Exercise tasks —
1. In the article on Catholic-run Native boarding schools, which religious order ran the boarding school in Yakima from 1889-96?
2. Write a continuation of the article on Catholic-run Native boarding schools, picking up right after its last sentence.

— Start of Text —

New list of Native boarding schools with Catholic affiliation includes Yakima school

By Tammy Ayer Yakima Herald-Republic

A list of Native boarding schools affiliated with the Catholic Church includes more information about a boarding school operated in Yakima by the Sisters of Providence from 1889-96.

The list from Catholic Truth and Healing provides details about 87 Catholic-run Native boarding schools in 22 states. It appears on a new website compiled and refined by a group of archivists, historians, concerned Catholics and tribal citizens, according to a news release.

They created it to share information for survivors of Native boarding schools, their descendants and tribal nations, the release said.

The newly released list expands and corrects information available about Catholic-operated schools that appear on previous lists of Federal Indian Boarding Schools published by the U.S. Department of the Interior and by the National Native American Boarding School Healing Coalition.

More than 400 Native boarding schools established or supported by the U.S. government were known to have operated across the country starting in the early 19th century and continuing in some cases until the late 1960s. A study of Native boarding schools by the U.S. Department of the Interior released in May 2022 identified deaths in records for about 20 of the schools.

— End of Text —
— Start of Material supplied —

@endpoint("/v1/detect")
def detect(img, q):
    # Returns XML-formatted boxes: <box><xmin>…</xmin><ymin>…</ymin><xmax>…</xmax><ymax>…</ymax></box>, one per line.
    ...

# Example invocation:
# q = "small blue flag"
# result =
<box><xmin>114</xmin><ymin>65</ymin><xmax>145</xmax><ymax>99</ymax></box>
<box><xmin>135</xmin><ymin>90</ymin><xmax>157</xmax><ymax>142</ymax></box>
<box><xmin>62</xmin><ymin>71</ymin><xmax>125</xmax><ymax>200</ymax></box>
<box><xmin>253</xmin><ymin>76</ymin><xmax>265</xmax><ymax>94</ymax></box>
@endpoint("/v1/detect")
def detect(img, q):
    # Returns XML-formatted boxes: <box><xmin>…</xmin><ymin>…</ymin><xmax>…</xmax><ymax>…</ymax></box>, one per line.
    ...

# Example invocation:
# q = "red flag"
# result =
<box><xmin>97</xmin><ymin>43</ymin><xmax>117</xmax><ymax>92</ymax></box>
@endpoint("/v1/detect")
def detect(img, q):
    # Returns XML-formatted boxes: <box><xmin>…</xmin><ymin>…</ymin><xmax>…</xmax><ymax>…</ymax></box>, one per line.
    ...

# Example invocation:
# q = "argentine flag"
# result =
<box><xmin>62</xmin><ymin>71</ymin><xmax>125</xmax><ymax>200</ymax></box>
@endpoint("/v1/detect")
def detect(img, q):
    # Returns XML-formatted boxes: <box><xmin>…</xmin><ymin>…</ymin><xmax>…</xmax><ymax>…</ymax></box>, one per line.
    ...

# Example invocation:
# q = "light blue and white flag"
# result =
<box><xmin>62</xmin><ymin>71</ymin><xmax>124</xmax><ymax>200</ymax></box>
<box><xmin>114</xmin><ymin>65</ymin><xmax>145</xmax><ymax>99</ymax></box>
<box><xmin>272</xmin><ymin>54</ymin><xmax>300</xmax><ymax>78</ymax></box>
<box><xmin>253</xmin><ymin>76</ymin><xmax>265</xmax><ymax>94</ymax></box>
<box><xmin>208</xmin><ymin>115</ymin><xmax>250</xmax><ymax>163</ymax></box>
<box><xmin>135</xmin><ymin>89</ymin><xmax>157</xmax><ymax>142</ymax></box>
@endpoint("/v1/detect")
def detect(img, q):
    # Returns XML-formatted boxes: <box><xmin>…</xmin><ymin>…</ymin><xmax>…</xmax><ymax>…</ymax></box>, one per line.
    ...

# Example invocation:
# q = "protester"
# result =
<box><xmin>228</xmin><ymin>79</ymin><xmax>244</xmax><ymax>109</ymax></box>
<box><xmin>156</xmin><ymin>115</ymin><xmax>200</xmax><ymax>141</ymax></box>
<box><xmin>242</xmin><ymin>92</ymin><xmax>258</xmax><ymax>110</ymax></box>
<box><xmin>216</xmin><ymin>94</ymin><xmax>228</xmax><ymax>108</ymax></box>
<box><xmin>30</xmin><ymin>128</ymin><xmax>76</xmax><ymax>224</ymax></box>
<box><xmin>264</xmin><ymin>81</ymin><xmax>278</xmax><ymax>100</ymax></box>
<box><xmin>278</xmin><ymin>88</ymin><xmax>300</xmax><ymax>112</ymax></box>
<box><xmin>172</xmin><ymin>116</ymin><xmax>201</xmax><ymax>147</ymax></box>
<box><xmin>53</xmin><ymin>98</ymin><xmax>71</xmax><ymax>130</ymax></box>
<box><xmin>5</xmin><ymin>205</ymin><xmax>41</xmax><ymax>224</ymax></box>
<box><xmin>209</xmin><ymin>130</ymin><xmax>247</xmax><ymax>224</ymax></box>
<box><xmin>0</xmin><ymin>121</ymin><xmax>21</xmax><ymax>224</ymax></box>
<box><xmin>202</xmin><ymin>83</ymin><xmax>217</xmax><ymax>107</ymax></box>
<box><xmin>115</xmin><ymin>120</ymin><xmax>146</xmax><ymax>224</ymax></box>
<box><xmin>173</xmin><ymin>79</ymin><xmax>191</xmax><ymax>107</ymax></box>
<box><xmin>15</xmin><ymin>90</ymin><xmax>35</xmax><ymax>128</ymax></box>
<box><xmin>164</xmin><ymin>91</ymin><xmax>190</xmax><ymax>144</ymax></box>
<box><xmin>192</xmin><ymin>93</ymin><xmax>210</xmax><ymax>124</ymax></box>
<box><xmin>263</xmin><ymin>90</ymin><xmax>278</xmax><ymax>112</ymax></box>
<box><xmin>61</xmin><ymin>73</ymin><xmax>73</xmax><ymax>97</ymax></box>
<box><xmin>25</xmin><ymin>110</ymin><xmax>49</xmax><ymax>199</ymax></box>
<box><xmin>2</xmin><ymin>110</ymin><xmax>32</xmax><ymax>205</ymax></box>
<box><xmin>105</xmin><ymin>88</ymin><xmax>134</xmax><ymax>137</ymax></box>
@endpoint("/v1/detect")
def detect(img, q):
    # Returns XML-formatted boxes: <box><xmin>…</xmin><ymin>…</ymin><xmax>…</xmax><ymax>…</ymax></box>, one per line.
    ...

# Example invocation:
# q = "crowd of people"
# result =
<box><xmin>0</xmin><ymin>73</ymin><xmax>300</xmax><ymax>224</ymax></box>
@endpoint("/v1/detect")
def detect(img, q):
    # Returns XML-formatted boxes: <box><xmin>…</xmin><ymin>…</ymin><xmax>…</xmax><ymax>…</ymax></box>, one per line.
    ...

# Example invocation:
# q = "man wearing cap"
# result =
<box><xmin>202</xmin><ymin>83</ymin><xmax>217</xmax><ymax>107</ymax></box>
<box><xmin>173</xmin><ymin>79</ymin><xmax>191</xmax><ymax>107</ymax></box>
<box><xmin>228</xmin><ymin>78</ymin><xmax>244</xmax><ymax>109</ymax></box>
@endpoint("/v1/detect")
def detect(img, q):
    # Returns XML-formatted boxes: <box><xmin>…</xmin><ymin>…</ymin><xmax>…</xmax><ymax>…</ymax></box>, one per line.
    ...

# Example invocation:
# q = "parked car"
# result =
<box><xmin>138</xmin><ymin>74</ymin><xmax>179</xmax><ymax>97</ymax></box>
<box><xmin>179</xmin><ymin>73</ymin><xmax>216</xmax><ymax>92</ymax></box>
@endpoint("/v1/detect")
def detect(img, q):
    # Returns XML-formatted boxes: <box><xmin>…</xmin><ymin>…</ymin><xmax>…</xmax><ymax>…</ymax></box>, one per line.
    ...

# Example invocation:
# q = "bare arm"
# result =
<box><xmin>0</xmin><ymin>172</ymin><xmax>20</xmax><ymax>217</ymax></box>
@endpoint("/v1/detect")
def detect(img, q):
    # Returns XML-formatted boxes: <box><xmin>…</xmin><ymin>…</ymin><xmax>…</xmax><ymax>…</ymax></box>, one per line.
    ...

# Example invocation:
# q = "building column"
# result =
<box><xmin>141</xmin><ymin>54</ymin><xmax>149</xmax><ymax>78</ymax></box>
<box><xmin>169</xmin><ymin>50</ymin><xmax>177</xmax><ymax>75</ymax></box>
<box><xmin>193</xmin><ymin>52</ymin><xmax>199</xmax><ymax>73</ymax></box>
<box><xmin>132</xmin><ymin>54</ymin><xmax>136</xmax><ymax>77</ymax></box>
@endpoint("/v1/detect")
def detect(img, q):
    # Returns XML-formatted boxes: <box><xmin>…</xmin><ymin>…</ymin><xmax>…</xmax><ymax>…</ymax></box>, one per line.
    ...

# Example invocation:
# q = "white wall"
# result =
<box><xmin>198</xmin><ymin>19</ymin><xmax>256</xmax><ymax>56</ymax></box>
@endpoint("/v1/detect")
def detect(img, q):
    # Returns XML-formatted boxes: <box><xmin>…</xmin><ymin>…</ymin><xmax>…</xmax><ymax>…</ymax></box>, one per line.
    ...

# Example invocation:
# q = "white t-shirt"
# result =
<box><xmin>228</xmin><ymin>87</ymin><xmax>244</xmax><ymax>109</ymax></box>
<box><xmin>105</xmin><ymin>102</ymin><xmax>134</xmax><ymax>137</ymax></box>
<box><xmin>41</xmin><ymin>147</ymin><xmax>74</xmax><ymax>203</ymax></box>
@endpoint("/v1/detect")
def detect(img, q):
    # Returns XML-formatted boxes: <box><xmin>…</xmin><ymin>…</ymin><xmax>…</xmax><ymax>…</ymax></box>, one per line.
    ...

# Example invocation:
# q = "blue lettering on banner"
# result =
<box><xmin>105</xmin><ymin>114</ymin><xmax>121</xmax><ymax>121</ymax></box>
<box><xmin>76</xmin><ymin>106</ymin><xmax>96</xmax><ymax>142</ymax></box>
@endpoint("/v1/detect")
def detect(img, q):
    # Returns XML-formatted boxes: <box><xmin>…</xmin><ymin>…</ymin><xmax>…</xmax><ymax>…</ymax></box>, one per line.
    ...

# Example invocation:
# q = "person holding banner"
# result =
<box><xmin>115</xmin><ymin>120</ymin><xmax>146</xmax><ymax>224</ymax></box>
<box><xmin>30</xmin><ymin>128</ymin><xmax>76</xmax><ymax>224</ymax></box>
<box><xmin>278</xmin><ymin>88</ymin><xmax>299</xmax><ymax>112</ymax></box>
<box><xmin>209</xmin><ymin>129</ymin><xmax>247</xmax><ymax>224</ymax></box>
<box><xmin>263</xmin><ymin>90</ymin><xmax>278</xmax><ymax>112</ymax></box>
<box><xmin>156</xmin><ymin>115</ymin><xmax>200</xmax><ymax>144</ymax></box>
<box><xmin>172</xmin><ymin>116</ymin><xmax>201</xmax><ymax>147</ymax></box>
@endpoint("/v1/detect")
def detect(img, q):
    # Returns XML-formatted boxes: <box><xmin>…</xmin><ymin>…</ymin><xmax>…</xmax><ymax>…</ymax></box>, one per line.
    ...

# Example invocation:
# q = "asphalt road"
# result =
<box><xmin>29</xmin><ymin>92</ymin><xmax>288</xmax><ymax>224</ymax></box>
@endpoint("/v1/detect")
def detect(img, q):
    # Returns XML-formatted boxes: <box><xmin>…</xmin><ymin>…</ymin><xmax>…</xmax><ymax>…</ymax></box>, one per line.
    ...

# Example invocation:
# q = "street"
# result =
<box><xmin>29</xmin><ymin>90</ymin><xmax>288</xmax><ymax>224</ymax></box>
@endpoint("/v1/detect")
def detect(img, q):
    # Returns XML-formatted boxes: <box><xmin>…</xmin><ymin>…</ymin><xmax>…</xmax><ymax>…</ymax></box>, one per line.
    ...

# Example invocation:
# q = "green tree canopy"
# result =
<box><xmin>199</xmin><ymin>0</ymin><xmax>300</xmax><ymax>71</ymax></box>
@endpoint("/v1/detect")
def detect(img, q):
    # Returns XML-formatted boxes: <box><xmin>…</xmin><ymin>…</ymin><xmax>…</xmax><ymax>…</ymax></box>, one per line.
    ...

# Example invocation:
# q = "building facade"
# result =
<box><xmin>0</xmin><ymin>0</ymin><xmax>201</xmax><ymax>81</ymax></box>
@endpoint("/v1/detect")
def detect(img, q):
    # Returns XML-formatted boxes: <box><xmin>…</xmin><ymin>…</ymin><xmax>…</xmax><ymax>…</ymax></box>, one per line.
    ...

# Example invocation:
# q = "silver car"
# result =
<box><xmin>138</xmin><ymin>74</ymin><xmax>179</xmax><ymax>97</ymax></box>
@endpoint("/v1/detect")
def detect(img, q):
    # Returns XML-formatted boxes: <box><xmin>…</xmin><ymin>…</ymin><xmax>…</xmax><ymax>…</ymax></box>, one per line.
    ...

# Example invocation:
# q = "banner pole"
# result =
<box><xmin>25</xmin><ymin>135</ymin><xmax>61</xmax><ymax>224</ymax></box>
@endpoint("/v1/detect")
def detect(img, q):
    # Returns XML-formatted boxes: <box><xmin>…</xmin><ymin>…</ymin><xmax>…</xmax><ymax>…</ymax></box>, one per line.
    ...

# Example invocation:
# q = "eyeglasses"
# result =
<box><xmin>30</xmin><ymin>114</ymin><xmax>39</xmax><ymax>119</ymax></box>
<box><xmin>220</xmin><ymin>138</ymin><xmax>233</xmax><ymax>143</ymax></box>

— End of Material supplied —
— Start of Material supplied —

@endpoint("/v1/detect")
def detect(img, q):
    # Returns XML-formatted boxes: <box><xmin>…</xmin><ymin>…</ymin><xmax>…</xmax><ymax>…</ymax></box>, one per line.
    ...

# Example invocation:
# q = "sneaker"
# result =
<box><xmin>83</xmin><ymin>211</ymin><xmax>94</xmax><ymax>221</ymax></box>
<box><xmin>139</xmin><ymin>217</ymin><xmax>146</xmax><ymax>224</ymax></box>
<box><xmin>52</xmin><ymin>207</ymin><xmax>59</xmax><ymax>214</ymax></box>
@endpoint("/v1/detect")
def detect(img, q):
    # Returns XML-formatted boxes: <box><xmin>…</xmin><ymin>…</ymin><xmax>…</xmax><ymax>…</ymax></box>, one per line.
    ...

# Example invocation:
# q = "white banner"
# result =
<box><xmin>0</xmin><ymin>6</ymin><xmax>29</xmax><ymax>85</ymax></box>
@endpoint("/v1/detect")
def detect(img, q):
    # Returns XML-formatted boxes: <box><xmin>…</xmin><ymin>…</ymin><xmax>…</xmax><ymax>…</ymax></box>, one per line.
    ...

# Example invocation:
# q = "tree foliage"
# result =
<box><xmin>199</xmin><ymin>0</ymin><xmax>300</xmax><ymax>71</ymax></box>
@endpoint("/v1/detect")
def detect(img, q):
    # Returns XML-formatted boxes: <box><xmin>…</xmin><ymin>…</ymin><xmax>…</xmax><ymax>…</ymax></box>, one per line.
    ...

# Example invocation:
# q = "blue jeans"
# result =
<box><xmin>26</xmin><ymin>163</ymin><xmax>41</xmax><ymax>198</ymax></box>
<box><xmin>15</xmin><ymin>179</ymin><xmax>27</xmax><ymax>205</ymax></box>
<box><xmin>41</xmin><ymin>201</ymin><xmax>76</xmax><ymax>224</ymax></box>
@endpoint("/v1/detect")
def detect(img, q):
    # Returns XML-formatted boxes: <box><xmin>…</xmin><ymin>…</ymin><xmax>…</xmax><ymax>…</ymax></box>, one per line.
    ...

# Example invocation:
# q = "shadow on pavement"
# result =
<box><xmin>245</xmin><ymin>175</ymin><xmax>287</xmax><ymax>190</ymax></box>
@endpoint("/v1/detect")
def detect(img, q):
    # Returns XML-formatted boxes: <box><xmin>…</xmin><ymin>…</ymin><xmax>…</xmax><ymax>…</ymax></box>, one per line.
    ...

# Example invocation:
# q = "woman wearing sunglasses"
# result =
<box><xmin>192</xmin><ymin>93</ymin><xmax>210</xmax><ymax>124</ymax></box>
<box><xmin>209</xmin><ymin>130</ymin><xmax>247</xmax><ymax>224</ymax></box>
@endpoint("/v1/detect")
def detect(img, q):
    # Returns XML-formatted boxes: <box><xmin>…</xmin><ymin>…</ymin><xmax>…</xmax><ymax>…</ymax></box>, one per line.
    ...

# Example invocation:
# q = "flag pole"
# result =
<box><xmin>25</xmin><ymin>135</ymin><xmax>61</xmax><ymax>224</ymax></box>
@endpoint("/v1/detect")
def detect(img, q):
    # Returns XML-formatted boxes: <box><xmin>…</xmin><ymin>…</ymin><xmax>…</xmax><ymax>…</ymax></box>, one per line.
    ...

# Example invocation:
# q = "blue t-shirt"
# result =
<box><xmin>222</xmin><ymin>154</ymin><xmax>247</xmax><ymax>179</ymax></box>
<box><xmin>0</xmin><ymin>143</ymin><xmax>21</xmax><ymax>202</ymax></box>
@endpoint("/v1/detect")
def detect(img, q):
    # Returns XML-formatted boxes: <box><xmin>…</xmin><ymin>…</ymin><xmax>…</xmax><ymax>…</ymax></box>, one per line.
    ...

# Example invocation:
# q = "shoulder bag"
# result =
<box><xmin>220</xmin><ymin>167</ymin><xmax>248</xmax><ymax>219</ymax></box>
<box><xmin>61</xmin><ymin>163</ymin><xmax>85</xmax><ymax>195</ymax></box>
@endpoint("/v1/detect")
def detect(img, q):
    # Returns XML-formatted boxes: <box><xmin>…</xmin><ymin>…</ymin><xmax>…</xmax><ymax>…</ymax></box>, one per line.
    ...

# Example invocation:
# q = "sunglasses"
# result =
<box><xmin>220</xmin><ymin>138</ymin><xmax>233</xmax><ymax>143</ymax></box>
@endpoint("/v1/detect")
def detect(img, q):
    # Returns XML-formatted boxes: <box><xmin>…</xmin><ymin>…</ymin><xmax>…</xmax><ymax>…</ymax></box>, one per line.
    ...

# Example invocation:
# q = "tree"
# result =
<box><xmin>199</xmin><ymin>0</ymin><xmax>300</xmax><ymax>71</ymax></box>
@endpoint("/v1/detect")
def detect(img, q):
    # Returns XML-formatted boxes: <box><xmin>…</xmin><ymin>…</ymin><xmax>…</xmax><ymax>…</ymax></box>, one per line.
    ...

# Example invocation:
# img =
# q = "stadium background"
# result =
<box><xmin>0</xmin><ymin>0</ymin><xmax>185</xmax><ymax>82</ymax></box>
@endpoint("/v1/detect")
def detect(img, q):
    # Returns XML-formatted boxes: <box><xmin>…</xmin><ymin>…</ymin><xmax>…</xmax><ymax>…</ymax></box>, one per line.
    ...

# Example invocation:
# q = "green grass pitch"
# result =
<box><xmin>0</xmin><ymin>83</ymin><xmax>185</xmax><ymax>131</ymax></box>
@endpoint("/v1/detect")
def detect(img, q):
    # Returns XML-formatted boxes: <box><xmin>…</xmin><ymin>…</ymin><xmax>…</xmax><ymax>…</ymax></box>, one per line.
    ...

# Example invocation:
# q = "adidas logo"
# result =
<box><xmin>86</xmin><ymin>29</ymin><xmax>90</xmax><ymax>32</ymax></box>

— End of Material supplied —
— Start of Material supplied —

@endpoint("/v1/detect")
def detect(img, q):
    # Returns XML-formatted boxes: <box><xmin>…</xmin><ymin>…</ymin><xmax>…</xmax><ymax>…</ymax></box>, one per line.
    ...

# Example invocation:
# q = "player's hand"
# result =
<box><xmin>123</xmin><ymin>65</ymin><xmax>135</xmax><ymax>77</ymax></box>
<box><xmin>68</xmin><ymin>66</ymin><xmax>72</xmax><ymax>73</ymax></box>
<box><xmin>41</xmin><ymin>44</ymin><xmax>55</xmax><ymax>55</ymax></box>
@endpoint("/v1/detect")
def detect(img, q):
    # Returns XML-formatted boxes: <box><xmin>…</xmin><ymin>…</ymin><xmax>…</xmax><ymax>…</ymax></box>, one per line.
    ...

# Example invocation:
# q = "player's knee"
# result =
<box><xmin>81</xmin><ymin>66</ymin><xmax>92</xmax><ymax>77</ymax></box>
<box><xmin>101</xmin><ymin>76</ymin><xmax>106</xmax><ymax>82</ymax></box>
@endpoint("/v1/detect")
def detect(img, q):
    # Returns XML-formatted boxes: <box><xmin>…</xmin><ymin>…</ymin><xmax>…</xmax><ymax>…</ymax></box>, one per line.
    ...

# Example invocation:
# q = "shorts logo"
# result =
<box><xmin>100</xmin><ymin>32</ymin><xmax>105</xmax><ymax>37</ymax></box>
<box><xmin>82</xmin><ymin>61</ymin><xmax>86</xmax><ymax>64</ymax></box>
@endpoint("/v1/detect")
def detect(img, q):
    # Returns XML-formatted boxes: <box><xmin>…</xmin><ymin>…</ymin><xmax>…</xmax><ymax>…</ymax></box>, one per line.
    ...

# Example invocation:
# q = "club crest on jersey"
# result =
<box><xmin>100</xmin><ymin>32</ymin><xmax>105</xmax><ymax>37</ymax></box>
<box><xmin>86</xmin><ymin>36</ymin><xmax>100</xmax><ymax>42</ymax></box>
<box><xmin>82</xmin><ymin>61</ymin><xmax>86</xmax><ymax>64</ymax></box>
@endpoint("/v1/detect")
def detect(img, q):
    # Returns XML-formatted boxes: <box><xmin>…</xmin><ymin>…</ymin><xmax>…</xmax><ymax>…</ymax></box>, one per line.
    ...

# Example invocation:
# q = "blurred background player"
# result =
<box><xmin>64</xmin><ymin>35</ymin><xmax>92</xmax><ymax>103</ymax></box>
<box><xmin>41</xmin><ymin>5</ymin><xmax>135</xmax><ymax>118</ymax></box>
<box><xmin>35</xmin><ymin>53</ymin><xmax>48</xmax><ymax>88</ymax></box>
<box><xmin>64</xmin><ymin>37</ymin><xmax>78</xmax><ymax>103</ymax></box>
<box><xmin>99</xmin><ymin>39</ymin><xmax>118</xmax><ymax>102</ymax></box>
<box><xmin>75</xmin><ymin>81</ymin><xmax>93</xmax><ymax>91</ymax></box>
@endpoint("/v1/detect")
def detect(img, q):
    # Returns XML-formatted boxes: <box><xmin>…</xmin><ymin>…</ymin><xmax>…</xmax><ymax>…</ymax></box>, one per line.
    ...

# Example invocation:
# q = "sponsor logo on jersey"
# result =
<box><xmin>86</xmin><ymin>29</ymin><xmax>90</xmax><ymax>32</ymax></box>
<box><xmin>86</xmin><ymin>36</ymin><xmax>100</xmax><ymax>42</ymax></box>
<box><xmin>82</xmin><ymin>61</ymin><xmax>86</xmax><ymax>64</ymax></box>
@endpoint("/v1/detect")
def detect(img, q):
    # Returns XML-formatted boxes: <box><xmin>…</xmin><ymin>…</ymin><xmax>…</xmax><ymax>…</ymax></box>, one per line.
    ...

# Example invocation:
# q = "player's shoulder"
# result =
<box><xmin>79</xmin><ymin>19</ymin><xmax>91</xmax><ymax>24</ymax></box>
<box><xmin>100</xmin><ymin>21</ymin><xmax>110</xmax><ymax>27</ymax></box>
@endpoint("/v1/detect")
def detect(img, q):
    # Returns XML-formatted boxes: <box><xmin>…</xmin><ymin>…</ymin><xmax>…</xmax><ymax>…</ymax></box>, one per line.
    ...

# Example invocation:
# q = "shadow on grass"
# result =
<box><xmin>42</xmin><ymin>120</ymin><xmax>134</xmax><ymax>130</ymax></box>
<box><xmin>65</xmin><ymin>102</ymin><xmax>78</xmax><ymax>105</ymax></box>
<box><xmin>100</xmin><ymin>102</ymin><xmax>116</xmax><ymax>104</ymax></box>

— End of Material supplied —

Task-by-task answers —
1. The Sisters of Providence

2.
Yakima County had a Catholic-operated boarding school in what was then North Yakima and a government-operated boarding school at Fort Simcoe outside White Swan. The Fort Simcoe school operated from 1861 until 1920. Efforts continue to learn more about the boarding school there, including ground-penetrating radar to locate all known and unknown unmarked graves on the 196-acre Fort Simcoe Historical State Park.

North Yakima school

The Sisters of Providence operated the boarding school for Native children in what was then North Yakima as part of St. Joseph’s Academy. The main school building faced Fourth Street and stood on the northeast corner of North Fourth Street and East Lincoln Avenue. The school building for Native children, which included a wing each for boys and girls who boarded there, faced North Naches Avenue and stood about midway between East D Street and East Lincoln Avenue, according to Sanborn Fire Insurance maps from the time period.

It opened in April 1889 and closed in July 1896 after the Sisters of Providence learned that their government contract was canceled, according to a history of St. Joseph’s Academy. The academy continued to operate until 1969.

“The sisters did not assign the Yakama ministry a name in their records and saw it as a division of St. Joseph’s Academy rather than a separate school,” states information about the boarding school on the new website. “Externally, the school was known as St. Francis Xavier, most likely named such by the Jesuits who ran the parish.”

A number of the Native children at the school in North Yakima came from Kittitas County. An August 1889 article in the Yakima Herald noted that in a story about the school.

“On Monday Father Garrand and a couple of the sisters escorted twenty-two of the scholars to their homes in Kittitas County,” it said. “The Indian school maintained at Yakima by the Catholics closed on Saturday last for a vacation of two months.”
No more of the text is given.